DATA PROVIDED >>
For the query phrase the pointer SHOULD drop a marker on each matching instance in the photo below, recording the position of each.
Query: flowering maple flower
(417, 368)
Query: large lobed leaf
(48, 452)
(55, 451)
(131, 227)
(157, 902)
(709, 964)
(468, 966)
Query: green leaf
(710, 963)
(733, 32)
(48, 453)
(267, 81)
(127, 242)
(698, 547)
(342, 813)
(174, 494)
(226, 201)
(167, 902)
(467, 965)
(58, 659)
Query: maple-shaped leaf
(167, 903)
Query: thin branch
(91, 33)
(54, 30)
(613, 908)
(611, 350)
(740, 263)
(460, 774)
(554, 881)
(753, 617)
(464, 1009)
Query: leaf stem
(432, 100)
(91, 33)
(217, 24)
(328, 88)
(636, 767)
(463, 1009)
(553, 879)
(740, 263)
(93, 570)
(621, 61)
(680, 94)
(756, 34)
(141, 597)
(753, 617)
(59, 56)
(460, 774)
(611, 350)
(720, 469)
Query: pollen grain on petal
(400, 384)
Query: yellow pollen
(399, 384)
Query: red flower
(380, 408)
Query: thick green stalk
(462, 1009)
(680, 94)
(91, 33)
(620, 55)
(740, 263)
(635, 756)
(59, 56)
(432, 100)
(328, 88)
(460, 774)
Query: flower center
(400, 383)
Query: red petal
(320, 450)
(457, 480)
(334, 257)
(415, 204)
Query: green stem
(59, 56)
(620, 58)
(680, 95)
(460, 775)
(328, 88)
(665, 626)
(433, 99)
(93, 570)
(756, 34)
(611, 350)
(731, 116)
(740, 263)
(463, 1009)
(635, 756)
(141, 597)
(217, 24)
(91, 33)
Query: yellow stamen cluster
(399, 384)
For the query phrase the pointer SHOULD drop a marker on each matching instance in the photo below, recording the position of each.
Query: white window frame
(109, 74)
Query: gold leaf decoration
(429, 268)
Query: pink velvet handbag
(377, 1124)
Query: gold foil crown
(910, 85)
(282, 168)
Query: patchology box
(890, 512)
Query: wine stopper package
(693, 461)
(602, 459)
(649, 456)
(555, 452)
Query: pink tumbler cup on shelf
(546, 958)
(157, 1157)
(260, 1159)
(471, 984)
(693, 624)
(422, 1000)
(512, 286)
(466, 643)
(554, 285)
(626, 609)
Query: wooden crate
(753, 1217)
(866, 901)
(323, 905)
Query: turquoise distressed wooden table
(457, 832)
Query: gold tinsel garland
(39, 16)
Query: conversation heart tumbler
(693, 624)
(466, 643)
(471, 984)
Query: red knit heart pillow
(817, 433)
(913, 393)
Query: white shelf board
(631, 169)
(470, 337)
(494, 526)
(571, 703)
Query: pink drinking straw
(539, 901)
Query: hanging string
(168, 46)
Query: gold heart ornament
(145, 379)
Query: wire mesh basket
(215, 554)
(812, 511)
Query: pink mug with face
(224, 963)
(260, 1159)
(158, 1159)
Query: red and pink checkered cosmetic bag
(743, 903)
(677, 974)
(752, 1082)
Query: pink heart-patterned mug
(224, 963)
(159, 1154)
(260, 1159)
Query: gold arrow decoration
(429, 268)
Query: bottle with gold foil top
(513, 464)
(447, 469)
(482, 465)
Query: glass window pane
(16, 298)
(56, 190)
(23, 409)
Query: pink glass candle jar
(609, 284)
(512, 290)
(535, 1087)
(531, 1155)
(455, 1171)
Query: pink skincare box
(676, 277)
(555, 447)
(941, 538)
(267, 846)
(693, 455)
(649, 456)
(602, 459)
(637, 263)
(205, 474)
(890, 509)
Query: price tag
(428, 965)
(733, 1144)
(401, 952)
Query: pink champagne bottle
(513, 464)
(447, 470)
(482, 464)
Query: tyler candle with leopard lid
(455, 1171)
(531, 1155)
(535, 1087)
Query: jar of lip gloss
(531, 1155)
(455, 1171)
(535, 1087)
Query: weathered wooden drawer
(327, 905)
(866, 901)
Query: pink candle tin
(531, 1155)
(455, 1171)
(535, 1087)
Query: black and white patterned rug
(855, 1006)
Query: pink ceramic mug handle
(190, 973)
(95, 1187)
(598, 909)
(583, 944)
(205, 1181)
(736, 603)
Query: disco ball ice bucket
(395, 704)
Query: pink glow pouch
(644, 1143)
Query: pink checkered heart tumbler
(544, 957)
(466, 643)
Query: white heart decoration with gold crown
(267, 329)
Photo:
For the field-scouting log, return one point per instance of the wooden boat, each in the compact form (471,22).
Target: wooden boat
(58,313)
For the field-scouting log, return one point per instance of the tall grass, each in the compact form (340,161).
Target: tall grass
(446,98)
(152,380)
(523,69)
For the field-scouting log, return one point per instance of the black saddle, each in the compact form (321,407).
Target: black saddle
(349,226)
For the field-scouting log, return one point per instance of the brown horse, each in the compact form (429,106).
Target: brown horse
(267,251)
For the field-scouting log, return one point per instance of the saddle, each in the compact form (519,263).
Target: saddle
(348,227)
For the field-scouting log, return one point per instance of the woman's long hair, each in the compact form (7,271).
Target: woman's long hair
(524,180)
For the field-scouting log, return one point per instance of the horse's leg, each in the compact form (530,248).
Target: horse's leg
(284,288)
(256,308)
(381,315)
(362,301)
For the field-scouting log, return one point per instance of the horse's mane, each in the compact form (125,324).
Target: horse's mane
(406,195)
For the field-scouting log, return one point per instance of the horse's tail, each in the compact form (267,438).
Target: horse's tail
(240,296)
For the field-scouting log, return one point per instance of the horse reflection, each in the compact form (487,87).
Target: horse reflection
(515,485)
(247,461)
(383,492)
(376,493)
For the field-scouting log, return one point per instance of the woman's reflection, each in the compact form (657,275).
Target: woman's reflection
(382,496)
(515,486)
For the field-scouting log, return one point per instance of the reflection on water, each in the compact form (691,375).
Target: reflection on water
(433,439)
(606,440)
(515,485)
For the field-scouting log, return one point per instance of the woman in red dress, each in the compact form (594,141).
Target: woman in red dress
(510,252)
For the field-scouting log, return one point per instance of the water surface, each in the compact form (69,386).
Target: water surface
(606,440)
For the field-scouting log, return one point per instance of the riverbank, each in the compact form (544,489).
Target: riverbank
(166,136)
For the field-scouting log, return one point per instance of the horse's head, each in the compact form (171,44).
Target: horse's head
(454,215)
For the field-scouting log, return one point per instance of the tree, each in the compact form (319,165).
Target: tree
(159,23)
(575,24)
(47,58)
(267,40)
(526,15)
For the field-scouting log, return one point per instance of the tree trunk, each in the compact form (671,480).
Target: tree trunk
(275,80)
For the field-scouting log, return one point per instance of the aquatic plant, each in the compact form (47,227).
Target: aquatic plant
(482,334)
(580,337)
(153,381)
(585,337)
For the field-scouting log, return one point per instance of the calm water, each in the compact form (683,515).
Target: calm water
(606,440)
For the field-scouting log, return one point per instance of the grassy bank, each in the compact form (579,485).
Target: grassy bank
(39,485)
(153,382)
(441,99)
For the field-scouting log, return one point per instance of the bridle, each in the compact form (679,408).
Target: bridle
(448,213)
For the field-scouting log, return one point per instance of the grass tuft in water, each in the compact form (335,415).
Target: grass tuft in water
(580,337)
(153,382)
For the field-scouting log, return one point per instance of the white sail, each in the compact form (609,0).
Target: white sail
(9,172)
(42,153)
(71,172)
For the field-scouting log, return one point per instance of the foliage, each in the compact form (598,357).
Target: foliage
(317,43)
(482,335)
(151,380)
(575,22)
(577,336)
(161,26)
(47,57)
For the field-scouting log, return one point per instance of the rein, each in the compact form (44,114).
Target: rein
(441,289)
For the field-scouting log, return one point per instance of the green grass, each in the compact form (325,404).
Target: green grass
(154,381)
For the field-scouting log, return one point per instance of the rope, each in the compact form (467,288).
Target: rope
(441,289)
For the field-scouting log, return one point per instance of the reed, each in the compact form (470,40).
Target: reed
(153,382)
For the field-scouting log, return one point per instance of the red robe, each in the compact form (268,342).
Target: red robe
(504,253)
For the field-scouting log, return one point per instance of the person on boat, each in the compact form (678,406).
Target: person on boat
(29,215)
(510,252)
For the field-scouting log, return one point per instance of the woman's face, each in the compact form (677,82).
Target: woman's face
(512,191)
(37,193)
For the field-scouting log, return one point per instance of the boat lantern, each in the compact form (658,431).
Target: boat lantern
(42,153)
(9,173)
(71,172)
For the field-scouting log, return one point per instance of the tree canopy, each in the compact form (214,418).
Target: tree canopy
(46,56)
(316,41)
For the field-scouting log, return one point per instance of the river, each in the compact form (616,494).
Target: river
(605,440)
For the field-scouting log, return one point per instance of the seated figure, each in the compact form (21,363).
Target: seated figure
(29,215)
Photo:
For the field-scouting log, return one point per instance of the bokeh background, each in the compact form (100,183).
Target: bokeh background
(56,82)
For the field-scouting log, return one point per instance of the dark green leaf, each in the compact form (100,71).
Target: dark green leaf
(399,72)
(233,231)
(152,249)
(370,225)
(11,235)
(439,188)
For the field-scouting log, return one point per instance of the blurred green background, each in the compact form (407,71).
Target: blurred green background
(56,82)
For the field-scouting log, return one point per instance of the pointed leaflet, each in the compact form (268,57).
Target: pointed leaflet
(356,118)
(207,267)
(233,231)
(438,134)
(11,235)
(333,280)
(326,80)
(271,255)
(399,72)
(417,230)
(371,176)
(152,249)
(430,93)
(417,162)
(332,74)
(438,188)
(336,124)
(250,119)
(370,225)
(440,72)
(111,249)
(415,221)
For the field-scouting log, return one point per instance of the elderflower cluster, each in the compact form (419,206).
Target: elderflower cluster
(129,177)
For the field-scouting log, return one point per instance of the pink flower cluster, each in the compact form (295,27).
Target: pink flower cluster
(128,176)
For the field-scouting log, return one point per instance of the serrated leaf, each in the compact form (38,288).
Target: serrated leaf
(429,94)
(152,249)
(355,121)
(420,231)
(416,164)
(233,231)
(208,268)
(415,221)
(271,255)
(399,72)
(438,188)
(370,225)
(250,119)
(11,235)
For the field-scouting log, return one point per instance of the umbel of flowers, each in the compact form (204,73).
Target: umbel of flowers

WHAT IS BEING ASKED >> How many lines of these entries contain "flowers"? Answer with the number and nothing else.

SOLUTION FOR THIS EXERCISE >> 2